# To be done
Return, without any change, the lines of the records from the line with "Mark the woman's long" through the last line of the records.
::: Material provided
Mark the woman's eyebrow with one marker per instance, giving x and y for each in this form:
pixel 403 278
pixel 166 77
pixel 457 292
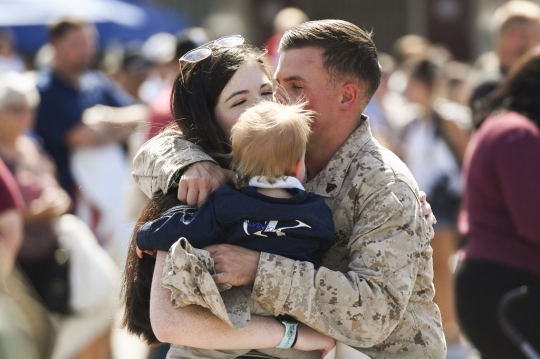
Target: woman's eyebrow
pixel 236 94
pixel 241 92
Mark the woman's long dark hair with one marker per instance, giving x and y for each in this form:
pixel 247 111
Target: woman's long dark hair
::::::
# Written reply
Mark the woman's long dark hair with one marker per instance, giving x and y for each in this form:
pixel 247 111
Target: woman's long dark hair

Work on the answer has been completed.